Seite:
· · ·
Interview mit Jeff Beck

von Hansi Tietgen

?PG: Dein neues Album You Had It Coming ist eine konsequente Weiterentwicklung des mit deiner letzten Veröffentlichung Who Else! etablierten Konzepts, Drum Loops und Dance Grooves als Rhythmusbasis zu verwenden. Welche Story steckt hinter dieser Entwicklung?

!Jeff Beck: Der erste Song, der mich als Junge richtig beeindruckt hat, war Ain't Nothing But A Hound Dog von Elvis Presley. Neben dem Gesang, war es gerade der unbändige Groove dieser Nummer, der mich damals in seinen Bann schlug. Tatsache ist, dass mich der Song so nachhaltig beeindruckt hat, dass ich von jeher auch bei meinen eigenen Songs sehr viel Wert auf einen toughen Drum-Sound und coole Grooves gelegt habe. Das Arbeiten mit Loops und Drum-Machines ist sehr aufregend und inspiriert mich dazu,vollkommen andere Wege zu gehen, als bisher.

?PG: Welche Auswirkungen hatte der Einsatz moderner Produktionstechnik auf die Art und Weise deines Songwritings?
· · ·
Zeilen des Datensatzes:
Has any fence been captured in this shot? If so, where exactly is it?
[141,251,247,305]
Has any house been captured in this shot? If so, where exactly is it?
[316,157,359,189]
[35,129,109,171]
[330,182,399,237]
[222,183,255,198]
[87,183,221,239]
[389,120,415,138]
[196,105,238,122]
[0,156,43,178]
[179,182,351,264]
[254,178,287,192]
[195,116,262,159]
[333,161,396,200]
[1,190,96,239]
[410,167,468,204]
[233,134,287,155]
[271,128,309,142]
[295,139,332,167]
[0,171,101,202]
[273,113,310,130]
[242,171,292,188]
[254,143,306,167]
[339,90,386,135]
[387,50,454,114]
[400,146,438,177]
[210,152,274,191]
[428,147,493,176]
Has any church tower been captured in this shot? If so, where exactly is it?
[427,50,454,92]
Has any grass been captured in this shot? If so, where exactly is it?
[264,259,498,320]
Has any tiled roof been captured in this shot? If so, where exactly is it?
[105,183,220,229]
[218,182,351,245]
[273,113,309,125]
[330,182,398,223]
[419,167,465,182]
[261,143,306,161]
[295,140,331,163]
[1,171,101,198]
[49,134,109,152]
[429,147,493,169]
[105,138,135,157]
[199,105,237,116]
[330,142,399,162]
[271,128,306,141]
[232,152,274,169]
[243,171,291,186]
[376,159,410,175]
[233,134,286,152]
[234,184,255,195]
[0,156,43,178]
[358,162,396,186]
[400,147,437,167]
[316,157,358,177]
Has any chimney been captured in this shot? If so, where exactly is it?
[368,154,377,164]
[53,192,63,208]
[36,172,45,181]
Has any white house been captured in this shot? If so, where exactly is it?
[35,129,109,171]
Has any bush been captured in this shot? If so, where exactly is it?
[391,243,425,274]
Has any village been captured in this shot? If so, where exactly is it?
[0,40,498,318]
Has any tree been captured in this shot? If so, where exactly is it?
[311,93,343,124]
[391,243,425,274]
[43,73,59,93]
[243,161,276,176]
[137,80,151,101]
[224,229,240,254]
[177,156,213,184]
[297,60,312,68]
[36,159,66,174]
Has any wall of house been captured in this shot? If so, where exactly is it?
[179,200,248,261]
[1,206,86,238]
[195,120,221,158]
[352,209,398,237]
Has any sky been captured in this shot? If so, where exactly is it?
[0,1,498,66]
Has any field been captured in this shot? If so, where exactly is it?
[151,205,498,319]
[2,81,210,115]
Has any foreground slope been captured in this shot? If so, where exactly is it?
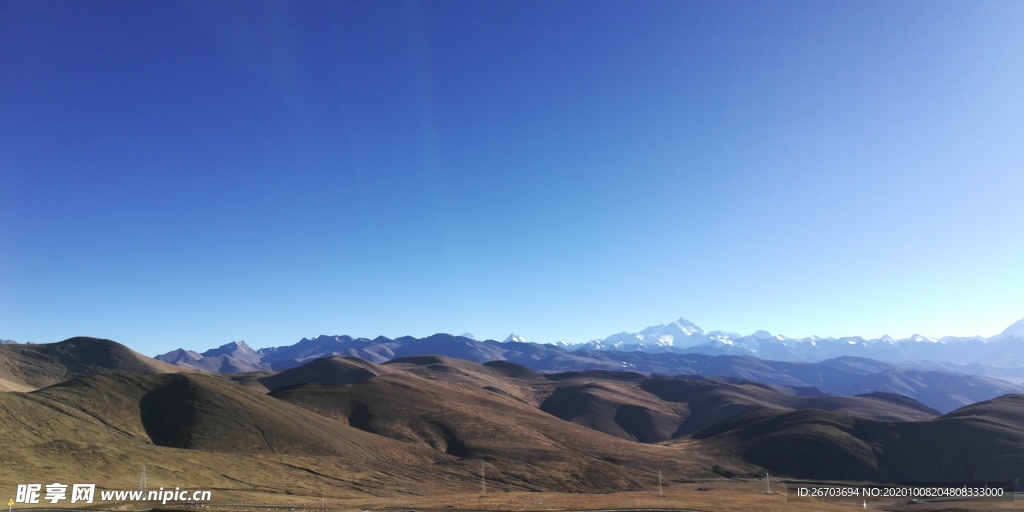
[694,395,1024,482]
[0,337,191,388]
[0,375,458,499]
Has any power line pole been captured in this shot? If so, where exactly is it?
[480,461,487,496]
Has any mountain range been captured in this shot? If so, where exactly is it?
[157,318,1024,413]
[570,318,1024,368]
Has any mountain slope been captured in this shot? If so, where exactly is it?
[0,338,189,388]
[694,395,1024,482]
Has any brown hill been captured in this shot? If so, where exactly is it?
[0,374,447,497]
[271,373,737,490]
[540,372,938,442]
[694,395,1024,482]
[230,355,389,392]
[0,338,194,388]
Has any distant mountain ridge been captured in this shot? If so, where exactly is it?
[570,317,1024,368]
[157,322,1022,413]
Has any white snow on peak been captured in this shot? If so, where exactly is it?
[505,333,527,343]
[998,318,1024,338]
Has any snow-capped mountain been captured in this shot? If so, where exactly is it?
[502,333,529,343]
[568,318,1024,366]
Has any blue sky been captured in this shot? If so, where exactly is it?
[0,1,1024,355]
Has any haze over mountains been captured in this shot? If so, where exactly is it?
[151,318,1024,413]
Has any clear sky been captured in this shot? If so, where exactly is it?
[0,0,1024,355]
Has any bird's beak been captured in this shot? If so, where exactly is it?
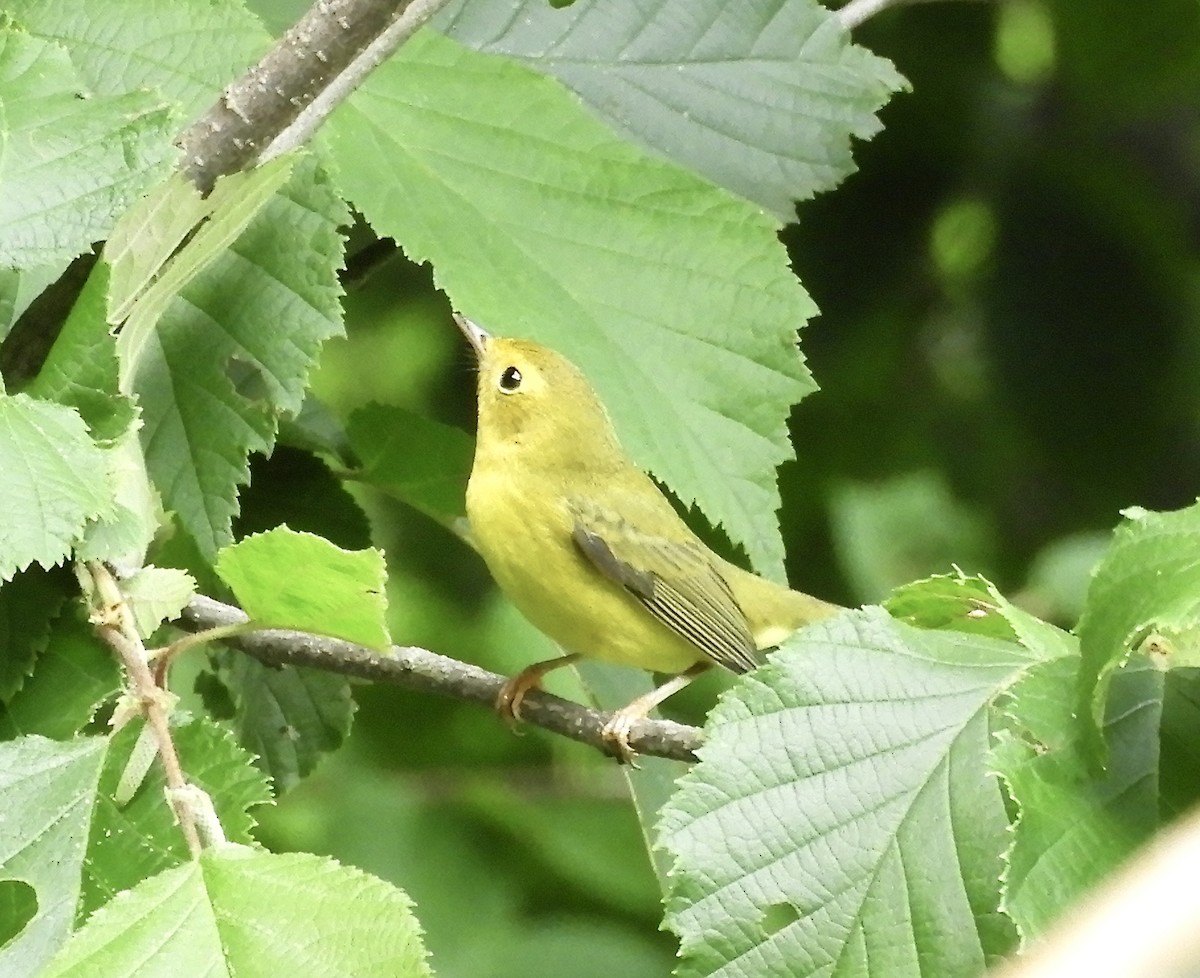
· · ·
Ziele:
1. Prüfe anhand des Interviews, ob die folgenden Aussagen zutreffen, und belege jede Antwort mit einem wörtlichen Zitat: (a) You Had It Coming erschien nach Who Else!. (b) Der erste Song, der Jeff Beck als Junge beeindruckt hat, stammt von Elvis Presley. (c) Jeff Beck findet die Arbeit mit Loops und Drum-Machines langweilig.
2. Nenne alle Album- und Songtitel, die im Interview vorkommen.
3. Schreibe den Abschnitt des Interviews von „Interview mit Jeff“ bis „gehen, als bisher.“ ab.
Die Zeilen haben mit dem Interview nichts zu tun.

Antworten je Aufgabe:
1.
(a) Ja: „Dein neues Album You Had It Coming ist eine konsequente Weiterentwicklung des mit deiner letzten Veröffentlichung Who Else! etablierten Konzepts“
(b) Ja: „Der erste Song, der mich als Junge richtig beeindruckt hat, war Ain't Nothing But A Hound Dog von Elvis Presley.“
(c) Nein: „Das Arbeiten mit Loops und Drum-Machines ist sehr aufregend“

2. You Had It Coming, Who Else!, Ain't Nothing But A Hound Dog

3.
Interview mit Jeff Beck

von Hansi Tietgen

?PG: Dein neues Album You Had It Coming ist eine konsequente Weiterentwicklung des mit deiner letzten Veröffentlichung Who Else! etablierten Konzepts, Drum Loops und Dance Grooves als Rhythmusbasis zu verwenden. Welche Story steckt hinter dieser Entwicklung?

!Jeff Beck: Der erste Song, der mich als Junge richtig beeindruckt hat, war Ain't Nothing But A Hound Dog von Elvis Presley. Neben dem Gesang, war es gerade der unbändige Groove dieser Nummer, der mich damals in seinen Bann schlug. Tatsache ist, dass mich der Song so nachhaltig beeindruckt hat, dass ich von jeher auch bei meinen eigenen Songs sehr viel Wert auf einen toughen Drum-Sound und coole Grooves gelegt habe. Das Arbeiten mit Loops und Drum-Machines ist sehr aufregend und inspiriert mich dazu,vollkommen andere Wege zu gehen, als bisher.